* Task instructions: Please quote the records below word for word, without changing a single line.

* Records supplied:
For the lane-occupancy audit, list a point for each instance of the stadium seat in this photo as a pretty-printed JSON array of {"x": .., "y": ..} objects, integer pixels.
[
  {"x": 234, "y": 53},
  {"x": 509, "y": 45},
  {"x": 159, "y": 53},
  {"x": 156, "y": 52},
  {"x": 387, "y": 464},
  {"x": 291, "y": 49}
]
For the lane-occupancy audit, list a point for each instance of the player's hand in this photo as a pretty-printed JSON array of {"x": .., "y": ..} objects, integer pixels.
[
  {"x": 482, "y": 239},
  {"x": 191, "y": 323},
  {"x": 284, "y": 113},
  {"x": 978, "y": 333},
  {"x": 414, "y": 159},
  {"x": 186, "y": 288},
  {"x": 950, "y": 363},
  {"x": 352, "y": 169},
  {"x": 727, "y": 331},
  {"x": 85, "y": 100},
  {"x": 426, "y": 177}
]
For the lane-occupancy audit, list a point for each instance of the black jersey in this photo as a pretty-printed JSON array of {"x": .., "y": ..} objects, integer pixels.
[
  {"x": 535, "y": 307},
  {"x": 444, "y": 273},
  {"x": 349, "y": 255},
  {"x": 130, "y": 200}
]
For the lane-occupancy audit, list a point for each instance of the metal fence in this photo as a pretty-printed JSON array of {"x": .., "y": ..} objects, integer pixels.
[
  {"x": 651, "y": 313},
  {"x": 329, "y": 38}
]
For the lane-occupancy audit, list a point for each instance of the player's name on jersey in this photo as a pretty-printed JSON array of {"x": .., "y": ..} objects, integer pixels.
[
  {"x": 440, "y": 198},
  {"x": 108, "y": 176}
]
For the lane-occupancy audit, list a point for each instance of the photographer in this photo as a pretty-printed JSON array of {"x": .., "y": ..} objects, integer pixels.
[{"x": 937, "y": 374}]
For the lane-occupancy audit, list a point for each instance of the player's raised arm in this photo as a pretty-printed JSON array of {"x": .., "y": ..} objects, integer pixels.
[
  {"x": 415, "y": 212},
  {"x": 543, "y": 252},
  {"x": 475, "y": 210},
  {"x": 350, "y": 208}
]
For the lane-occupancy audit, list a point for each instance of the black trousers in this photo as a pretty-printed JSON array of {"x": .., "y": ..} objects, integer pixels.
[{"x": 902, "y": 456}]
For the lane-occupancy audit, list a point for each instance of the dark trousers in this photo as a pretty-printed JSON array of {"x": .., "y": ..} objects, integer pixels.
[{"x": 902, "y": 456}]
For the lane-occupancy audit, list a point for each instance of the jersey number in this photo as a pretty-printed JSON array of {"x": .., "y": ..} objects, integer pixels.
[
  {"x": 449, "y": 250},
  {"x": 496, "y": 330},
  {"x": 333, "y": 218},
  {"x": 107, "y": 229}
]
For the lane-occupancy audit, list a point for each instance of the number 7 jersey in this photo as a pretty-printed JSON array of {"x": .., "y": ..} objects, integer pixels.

* Task response:
For the lane-occupancy audit, list a point for each instance of the stadium seat in this photo as a pretty-printed JSON array of {"x": .., "y": ..} objects, integer pixels.
[
  {"x": 234, "y": 53},
  {"x": 509, "y": 45},
  {"x": 159, "y": 53},
  {"x": 156, "y": 52},
  {"x": 387, "y": 464},
  {"x": 291, "y": 49}
]
For the lane-occupancy audit, list a point for each instance of the player's hand in this photo as a pretty-printed JSON array of {"x": .., "y": ..} objects, integer pixels.
[
  {"x": 482, "y": 239},
  {"x": 191, "y": 323},
  {"x": 284, "y": 113},
  {"x": 978, "y": 333},
  {"x": 414, "y": 159},
  {"x": 186, "y": 288},
  {"x": 950, "y": 363},
  {"x": 352, "y": 169},
  {"x": 727, "y": 331},
  {"x": 85, "y": 100},
  {"x": 426, "y": 177}
]
For the lane-occupancy audit, list a point for each instance of the black jersey in this photo as a pretty-printed JSON array of {"x": .., "y": ..} objects, integer pixels.
[
  {"x": 535, "y": 307},
  {"x": 444, "y": 273},
  {"x": 349, "y": 255},
  {"x": 130, "y": 200}
]
For the lane-occupancy audit, list a point for each instance of the metal fence in this photo as a pretty-printed JSON array of {"x": .., "y": ..} objects, integer pixels.
[
  {"x": 651, "y": 313},
  {"x": 329, "y": 38}
]
For the lane-occupancy audit, list a point for each instance of the player's name on jersey in this photo as a pretty-printed JSON array of {"x": .., "y": ..} objects, integer pixels.
[
  {"x": 440, "y": 198},
  {"x": 108, "y": 176}
]
For the lane-occupancy audit, list a point for each instance of the photographer in this photo as a pretty-printed JSON array of {"x": .., "y": ..} objects, integer pixels.
[{"x": 937, "y": 374}]
For the lane-occupancy audit, list a point for each instance of the player's raised arm in this photo as a pretty-printed JSON array of {"x": .., "y": ..} objects, integer pixels.
[
  {"x": 415, "y": 212},
  {"x": 543, "y": 252},
  {"x": 475, "y": 210},
  {"x": 350, "y": 208}
]
For the lane-occupancy audit, list a point for each instance of the black trousers in this photo as a pretty-printed JSON array of {"x": .., "y": ..} objects, integer pixels.
[{"x": 902, "y": 456}]
For the lane-occupancy audit, list a point for each instance of the dark trousers in this photo as a pretty-printed JSON array of {"x": .., "y": ..} objects, integer pixels.
[{"x": 902, "y": 456}]
For the lane-occupancy audit, list a point for each instance of the jersey number in this photo as a pretty-printed JSON array of {"x": .., "y": ..} objects, integer pixels.
[
  {"x": 449, "y": 250},
  {"x": 496, "y": 330},
  {"x": 333, "y": 218},
  {"x": 107, "y": 229}
]
For the lane-occupancy audit, list a point for each instance of the number 7 jersey in this photo as a pretty-printed JSON array of {"x": .., "y": ..} objects, integer pixels.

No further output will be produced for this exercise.